Stored records
------

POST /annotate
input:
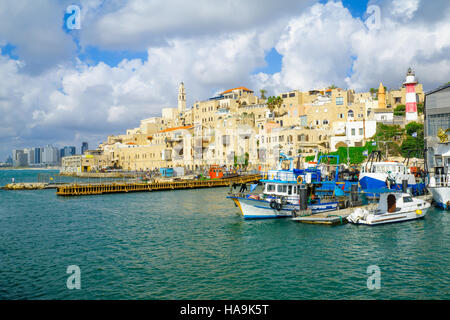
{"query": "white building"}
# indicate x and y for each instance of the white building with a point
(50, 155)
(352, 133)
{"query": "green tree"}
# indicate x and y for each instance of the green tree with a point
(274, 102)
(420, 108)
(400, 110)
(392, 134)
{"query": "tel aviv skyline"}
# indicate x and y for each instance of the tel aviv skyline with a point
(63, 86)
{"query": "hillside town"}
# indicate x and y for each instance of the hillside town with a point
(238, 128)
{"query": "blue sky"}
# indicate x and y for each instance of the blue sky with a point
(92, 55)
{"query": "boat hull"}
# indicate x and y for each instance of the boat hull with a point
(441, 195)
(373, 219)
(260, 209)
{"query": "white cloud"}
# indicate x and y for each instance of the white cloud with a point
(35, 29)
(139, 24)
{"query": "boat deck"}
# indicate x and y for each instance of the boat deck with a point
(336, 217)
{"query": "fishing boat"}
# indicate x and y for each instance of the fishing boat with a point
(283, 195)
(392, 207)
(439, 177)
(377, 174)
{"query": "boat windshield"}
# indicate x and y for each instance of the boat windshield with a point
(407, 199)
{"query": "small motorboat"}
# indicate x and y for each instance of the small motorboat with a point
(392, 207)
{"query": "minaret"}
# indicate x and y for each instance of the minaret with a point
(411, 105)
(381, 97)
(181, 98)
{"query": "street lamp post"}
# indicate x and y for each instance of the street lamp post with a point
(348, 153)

------

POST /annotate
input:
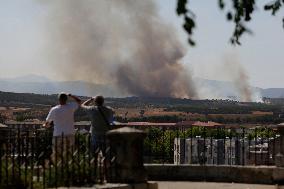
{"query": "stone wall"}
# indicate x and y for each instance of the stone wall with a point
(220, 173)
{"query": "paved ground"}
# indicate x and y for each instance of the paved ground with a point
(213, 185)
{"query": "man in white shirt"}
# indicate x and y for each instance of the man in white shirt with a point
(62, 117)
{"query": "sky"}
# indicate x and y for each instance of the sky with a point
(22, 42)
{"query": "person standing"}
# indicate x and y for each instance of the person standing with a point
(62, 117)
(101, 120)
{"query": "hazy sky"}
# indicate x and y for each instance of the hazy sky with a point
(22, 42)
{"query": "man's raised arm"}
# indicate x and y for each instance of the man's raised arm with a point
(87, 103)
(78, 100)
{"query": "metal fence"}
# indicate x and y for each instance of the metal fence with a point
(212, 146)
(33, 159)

------

• TASK STATEMENT: Show every line of the stored records that contains the word "person", matching case.

• ANSWER TO THIS EXERCISE:
{"query": "person standing"}
# indicate x and y for each instance of the person standing with a point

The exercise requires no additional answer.